Task:
Present the items from the first line through the line containing "808 300 1270 437" as a numbered list, omitting any blank lines.

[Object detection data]

*****

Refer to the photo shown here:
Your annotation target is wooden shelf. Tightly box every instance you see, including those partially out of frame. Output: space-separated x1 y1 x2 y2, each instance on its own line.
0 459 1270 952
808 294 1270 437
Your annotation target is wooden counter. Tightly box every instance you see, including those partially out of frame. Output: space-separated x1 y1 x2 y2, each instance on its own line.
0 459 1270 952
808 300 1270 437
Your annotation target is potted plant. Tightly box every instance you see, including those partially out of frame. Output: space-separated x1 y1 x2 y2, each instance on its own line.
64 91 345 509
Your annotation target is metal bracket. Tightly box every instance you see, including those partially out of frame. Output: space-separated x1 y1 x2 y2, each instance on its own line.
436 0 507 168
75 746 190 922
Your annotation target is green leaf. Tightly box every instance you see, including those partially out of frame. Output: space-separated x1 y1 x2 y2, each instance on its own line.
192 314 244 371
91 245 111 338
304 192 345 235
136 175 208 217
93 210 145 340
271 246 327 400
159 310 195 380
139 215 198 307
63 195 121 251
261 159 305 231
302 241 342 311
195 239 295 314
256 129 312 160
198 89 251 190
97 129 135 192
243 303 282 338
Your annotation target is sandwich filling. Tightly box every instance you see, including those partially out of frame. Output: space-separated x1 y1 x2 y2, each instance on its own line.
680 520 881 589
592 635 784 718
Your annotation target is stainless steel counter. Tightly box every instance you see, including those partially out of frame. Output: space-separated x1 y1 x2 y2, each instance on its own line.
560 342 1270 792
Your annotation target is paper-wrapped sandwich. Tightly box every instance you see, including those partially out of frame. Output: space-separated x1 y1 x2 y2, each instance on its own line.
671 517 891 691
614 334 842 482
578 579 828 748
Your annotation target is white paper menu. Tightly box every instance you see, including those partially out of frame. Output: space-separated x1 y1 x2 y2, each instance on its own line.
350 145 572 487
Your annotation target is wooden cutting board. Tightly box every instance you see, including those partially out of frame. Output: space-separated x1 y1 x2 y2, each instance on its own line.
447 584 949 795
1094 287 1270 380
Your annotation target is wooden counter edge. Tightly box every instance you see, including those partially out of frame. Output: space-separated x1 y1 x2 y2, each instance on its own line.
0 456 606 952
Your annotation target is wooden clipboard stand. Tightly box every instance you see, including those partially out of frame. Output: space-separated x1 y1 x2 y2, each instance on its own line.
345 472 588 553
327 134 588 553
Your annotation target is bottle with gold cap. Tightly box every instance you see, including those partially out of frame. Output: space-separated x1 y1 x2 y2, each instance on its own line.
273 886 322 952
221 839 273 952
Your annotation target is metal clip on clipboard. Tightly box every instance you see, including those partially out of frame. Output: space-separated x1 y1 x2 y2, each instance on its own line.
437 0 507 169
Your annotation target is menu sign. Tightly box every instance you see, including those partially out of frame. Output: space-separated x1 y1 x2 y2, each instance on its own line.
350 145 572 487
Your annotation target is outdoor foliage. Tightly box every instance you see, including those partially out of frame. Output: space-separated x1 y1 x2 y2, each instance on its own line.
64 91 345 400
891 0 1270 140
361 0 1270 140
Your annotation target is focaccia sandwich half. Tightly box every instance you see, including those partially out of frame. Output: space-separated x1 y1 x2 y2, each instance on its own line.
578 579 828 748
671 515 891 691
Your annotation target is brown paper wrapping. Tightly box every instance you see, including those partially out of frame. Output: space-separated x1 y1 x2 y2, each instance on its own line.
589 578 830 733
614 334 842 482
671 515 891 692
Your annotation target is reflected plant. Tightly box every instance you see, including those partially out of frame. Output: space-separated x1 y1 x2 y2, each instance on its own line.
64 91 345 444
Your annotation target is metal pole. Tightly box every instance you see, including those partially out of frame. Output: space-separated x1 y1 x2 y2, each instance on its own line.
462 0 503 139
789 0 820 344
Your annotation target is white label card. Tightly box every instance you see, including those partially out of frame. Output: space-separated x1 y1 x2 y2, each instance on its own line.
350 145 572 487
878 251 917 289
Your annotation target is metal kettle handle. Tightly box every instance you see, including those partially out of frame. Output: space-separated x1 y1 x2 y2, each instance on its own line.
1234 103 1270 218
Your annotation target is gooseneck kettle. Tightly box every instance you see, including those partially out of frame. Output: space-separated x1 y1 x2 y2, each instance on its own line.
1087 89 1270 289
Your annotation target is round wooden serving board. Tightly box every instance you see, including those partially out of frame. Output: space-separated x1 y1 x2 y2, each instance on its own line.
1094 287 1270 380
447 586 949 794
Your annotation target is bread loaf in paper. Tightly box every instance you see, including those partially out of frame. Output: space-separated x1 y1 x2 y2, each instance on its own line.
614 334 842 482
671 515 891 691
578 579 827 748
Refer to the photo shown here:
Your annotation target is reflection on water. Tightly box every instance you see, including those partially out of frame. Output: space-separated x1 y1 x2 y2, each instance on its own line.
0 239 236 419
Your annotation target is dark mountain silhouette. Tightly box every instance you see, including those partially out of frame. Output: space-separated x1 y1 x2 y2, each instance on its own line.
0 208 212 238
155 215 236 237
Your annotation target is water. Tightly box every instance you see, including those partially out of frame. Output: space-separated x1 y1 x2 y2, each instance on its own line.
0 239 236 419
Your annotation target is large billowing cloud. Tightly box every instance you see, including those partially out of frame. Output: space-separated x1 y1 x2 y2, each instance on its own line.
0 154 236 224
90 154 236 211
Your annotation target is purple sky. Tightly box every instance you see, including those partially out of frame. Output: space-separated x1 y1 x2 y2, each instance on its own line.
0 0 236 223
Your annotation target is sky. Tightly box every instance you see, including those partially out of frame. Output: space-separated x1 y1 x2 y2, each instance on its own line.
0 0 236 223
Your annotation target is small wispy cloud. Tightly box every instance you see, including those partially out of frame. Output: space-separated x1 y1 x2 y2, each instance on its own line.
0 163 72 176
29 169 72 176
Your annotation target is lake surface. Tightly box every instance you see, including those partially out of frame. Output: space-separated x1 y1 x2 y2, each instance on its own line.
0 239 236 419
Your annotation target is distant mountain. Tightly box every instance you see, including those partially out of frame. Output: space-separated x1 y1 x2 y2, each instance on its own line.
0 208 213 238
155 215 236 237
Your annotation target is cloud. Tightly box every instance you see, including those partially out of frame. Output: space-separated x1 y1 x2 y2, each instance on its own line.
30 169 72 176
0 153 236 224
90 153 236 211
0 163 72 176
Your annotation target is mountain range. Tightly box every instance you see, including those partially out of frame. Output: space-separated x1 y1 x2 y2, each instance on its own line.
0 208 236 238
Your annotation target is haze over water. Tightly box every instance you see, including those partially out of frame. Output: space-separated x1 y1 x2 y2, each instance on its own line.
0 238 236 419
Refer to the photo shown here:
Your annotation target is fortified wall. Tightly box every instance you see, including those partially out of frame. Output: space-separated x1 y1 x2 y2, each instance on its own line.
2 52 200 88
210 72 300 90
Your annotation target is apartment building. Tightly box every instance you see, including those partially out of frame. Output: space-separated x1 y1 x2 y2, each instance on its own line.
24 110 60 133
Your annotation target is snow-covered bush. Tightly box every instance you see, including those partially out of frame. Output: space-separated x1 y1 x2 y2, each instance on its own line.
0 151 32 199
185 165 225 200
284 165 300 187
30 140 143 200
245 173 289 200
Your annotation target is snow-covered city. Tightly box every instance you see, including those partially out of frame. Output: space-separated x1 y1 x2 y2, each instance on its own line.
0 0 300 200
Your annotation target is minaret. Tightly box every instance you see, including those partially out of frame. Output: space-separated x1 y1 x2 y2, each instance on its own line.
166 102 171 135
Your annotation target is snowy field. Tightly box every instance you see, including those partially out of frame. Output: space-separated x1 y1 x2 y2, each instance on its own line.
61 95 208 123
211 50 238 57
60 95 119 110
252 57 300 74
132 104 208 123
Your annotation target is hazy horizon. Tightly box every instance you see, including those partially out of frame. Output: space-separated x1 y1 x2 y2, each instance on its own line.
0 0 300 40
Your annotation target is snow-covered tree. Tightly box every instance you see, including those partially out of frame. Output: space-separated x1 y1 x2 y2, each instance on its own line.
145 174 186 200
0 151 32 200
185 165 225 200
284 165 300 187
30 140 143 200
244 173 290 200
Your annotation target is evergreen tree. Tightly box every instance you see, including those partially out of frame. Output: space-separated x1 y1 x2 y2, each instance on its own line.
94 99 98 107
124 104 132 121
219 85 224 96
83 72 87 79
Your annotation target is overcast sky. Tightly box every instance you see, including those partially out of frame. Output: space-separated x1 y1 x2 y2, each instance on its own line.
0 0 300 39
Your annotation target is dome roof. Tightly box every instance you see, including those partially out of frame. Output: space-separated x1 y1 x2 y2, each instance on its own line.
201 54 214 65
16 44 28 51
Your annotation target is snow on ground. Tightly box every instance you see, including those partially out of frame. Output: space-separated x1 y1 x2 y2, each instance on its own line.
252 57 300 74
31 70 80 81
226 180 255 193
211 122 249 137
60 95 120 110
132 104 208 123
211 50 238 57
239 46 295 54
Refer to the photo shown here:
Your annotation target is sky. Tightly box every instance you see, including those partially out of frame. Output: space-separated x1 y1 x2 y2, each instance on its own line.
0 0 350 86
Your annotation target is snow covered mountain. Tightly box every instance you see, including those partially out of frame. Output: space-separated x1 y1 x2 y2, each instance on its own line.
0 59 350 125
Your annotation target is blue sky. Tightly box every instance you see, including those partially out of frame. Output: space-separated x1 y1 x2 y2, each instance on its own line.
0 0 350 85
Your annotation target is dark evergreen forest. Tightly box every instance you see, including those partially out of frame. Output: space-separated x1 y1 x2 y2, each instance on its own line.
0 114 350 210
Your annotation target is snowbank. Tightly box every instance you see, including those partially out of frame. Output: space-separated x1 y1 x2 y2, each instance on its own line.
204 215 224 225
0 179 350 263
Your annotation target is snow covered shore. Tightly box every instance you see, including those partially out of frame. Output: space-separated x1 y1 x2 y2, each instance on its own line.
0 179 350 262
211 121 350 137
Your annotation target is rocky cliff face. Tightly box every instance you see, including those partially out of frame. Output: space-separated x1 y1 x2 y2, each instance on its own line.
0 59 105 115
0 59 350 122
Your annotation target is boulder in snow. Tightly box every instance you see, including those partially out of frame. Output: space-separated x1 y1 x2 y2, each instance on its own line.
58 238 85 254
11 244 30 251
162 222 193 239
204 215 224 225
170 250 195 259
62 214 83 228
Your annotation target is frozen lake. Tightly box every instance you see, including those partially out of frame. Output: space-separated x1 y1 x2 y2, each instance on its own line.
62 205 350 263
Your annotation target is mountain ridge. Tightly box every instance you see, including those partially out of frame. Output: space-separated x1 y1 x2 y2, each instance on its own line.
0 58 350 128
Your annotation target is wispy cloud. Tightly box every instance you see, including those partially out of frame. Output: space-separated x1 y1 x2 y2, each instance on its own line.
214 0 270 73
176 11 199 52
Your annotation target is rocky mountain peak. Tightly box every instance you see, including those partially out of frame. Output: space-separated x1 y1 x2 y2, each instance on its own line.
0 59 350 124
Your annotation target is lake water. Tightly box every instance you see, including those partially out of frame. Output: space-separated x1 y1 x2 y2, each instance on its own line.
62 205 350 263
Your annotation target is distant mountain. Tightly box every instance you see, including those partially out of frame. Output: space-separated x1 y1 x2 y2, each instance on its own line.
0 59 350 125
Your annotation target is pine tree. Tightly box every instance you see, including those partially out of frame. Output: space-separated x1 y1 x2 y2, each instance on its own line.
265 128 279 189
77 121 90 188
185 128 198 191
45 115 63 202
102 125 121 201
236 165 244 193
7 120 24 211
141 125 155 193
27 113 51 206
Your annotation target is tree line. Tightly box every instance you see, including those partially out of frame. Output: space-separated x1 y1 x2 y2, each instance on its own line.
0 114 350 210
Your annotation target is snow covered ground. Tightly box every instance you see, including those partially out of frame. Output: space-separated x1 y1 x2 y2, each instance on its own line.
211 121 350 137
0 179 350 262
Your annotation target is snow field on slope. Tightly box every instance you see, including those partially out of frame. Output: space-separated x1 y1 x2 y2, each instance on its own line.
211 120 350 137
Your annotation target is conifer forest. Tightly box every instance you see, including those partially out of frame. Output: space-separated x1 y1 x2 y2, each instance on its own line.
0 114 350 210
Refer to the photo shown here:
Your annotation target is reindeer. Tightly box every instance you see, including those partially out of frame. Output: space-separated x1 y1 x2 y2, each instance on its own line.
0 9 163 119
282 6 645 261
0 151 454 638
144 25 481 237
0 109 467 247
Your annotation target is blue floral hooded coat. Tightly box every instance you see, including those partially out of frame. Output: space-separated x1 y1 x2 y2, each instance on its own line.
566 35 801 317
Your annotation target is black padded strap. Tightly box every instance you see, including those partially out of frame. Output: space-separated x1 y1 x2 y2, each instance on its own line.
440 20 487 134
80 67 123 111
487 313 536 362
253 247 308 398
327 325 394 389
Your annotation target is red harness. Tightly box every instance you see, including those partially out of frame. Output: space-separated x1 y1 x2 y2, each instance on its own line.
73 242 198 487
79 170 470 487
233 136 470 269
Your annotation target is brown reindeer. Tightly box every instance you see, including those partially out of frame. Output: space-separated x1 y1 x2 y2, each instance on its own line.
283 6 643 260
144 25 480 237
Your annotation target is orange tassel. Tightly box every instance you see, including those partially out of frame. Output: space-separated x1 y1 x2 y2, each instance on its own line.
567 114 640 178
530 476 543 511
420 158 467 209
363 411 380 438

*****

Solved exercise:
1. Refer to the photo shown here:
2. Your annotation target is wooden shelf. Tightly box every instance you see, including those partially out of frame. Output: space-separated x1 y1 x2 y2, each instance on its own line.
3. 0 459 1270 952
4. 808 294 1270 437
5. Your annotation target is wooden counter. Tightly box every instance you see, including those partially out of frame. Output: space-separated x1 y1 x2 y2, each instance on its own line.
6. 0 459 1270 952
7. 808 300 1270 437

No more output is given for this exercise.